Paul Mason | 13:28 UK time, Monday, 7 July 2008

BONG: Trinity Mirror's shares down 81% in a year; BONG: Johnston Press shares down 90%; BONG: Daily Mail and General Trust Shares down 54% - it's all there on the front page of the Guardian Media section. What does it mean?
What it does NOT mean is that newspapers are dying as media businesses: the ad spend figures projected by Group M last month are for a fall in growth - from 6% to 4% - masking a rapid rise in Internet advertising (27% projected next year). What it does mean is newspapers will have to become multiplatform businesses reliant on a multiplatform ad spend and probably lower revenues.
I think it means that tabloid newspapers are going to become less important politically, and that their positive political functions - as a kind of analogue network for the collective emotional feelings of the wider electorate - are already moving into other media. As a result, politicians who understand this will probably spend less cosying up to newspaper proprietors .


Consider this: the most-read stories on the BBC website are nearly always "tabloid": Tindall admits drink drive charge; Alan Sugar "survives plane crash" are currently #2 and #3 with "Musical toilet from Japan" heading both the most watched and most read lists as I write. All that output, all those correspondents in flak jackets, all that research and analysis, and Joe Blow on the internet is only interested in a Bach-playing-khazi!

Stated goal 1:
Reproduce the listing below word for word, leaving out the pictures.

Data section:

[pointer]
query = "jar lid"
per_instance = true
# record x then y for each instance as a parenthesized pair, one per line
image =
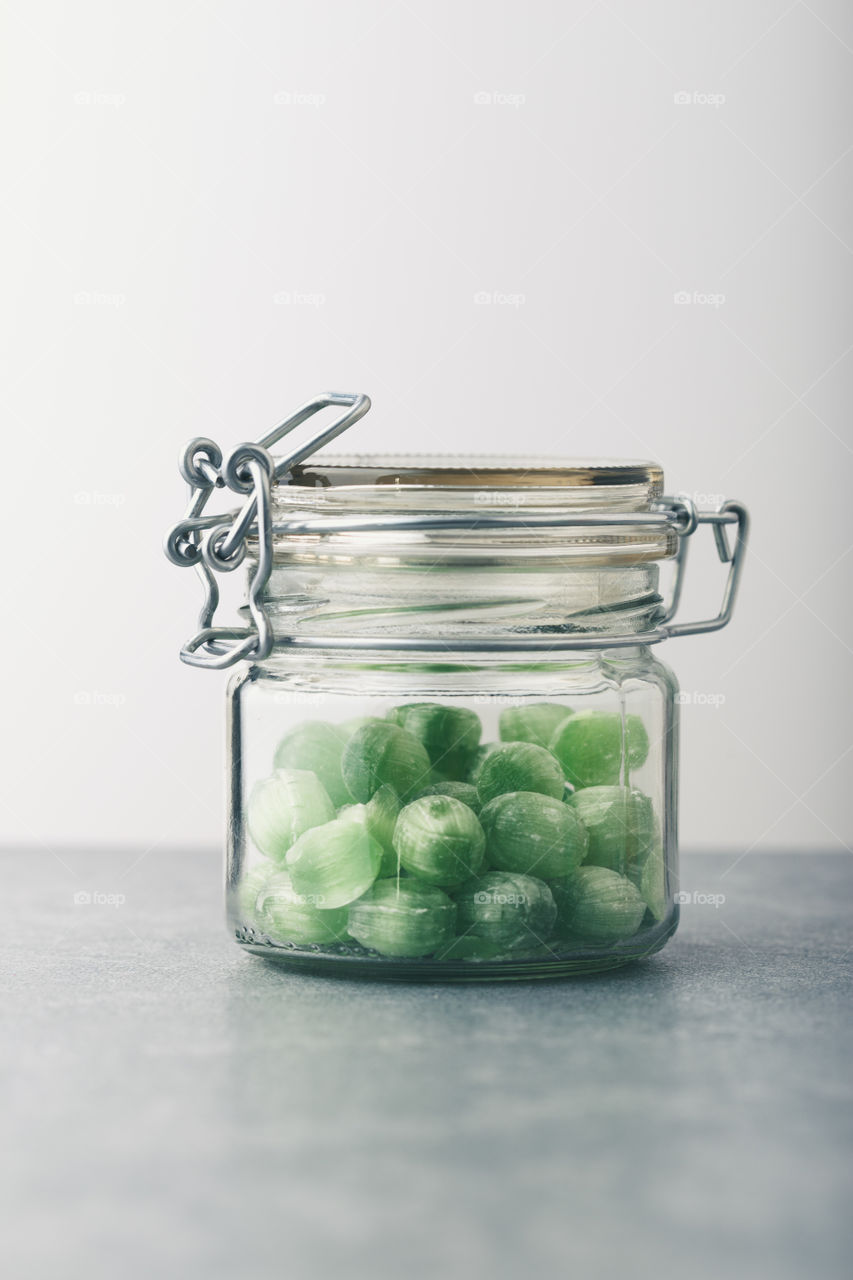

Stated goal 2:
Write out the passage of the post on falling newspaper share prices from "BONG: Trinity Mirror's" to "probably lower revenues.", swapping "Internet advertising" for "online advertising".

Complete answer 1:
[pointer]
query = "jar lid"
per_instance = true
# record x then y for each instance as a parenthesized pair, one per line
image =

Complete answer 2:
BONG: Trinity Mirror's shares down 81% in a year; BONG: Johnston Press shares down 90%; BONG: Daily Mail and General Trust Shares down 54% - it's all there on the front page of the Guardian Media section. What does it mean?
What it does NOT mean is that newspapers are dying as media businesses: the ad spend figures projected by Group M last month are for a fall in growth - from 6% to 4% - masking a rapid rise in online advertising (27% projected next year). What it does mean is newspapers will have to become multiplatform businesses reliant on a multiplatform ad spend and probably lower revenues.